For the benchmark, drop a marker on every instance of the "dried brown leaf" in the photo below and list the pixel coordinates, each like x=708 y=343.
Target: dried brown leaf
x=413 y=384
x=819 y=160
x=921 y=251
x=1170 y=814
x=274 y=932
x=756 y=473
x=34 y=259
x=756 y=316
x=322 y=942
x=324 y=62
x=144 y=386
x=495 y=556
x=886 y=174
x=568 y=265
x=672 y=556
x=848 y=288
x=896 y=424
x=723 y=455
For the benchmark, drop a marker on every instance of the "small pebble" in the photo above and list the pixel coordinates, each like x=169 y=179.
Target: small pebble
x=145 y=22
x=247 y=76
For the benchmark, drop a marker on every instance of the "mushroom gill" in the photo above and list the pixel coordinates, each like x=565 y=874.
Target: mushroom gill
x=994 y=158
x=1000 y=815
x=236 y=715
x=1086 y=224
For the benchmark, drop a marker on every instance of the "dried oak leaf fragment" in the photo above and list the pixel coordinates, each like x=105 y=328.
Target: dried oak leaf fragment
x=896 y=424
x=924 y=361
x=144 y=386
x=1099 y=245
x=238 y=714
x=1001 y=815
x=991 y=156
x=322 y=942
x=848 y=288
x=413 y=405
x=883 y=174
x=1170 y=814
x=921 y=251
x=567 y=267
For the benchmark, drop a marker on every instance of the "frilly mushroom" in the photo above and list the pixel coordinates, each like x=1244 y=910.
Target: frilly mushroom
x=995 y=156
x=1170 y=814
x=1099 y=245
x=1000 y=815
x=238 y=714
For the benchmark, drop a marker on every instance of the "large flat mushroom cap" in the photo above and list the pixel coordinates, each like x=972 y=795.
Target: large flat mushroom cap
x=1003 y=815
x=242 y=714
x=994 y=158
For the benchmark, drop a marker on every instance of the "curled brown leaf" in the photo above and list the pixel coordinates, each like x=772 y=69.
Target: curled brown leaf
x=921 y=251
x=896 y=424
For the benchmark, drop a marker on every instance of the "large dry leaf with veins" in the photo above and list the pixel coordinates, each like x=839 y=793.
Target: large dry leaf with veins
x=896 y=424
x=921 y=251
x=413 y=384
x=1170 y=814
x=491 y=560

* * * * * * *

_TASK BRIEF:_ Set down the listing in full, keeping every word exactly as it is.

_RESULT OF THE TASK:_
For the benchmark, drop a marker on every instance of the "dried brown leaf" in the photo below and list the pixel coordinates, each like x=708 y=343.
Target: dried brown leaf
x=413 y=384
x=819 y=160
x=921 y=251
x=1170 y=814
x=274 y=932
x=756 y=473
x=34 y=259
x=756 y=316
x=322 y=942
x=324 y=62
x=144 y=386
x=495 y=556
x=886 y=174
x=568 y=265
x=672 y=556
x=848 y=288
x=896 y=424
x=723 y=455
For the benchmark, drop a marker on every instance of the "small pebble" in the photo above and list the pixel coordinates, each like x=169 y=179.
Target: small pebble
x=145 y=22
x=247 y=76
For the benchmark, drop a marker on every instance of the "mushroom gill" in the photo above and list the pixel coordinates, each like x=565 y=874.
Target: mushroom gill
x=994 y=158
x=1000 y=815
x=236 y=715
x=1086 y=224
For the benchmark, drop a marker on every instance of the "dried oak leaf fragment" in the photo above and list the pixel coordinates, each like x=105 y=328.
Target: dried oak leaf fragment
x=896 y=424
x=924 y=361
x=144 y=386
x=1099 y=245
x=238 y=714
x=1001 y=815
x=991 y=156
x=322 y=942
x=848 y=288
x=413 y=405
x=883 y=174
x=1170 y=814
x=921 y=251
x=567 y=267
For the benchmark, drop a marker on every instance of the "frilly mushroom" in the photo above and list the pixel coordinates, each like x=1244 y=910.
Target: frilly mushroom
x=995 y=156
x=1170 y=814
x=1099 y=245
x=1000 y=815
x=238 y=714
For the benchmark, drop a marker on every instance of the "large flat mushroom cap" in the photo above and list the pixel coordinates, each like x=972 y=795.
Target: large flat mushroom cap
x=1003 y=815
x=242 y=714
x=994 y=158
For the benchmark, drop a marker on every instance of the "curled brown leaf" in the photo above and list the pixel coordinates, each like x=772 y=69.
Target: curled brown leaf
x=921 y=251
x=896 y=424
For the benchmark, drop a marker on every instance of the "large dry leaf with veins" in the photo above and list the pixel coordinates, each like x=839 y=793.
Target: large dry leaf with veins
x=896 y=424
x=921 y=251
x=413 y=384
x=1170 y=814
x=491 y=560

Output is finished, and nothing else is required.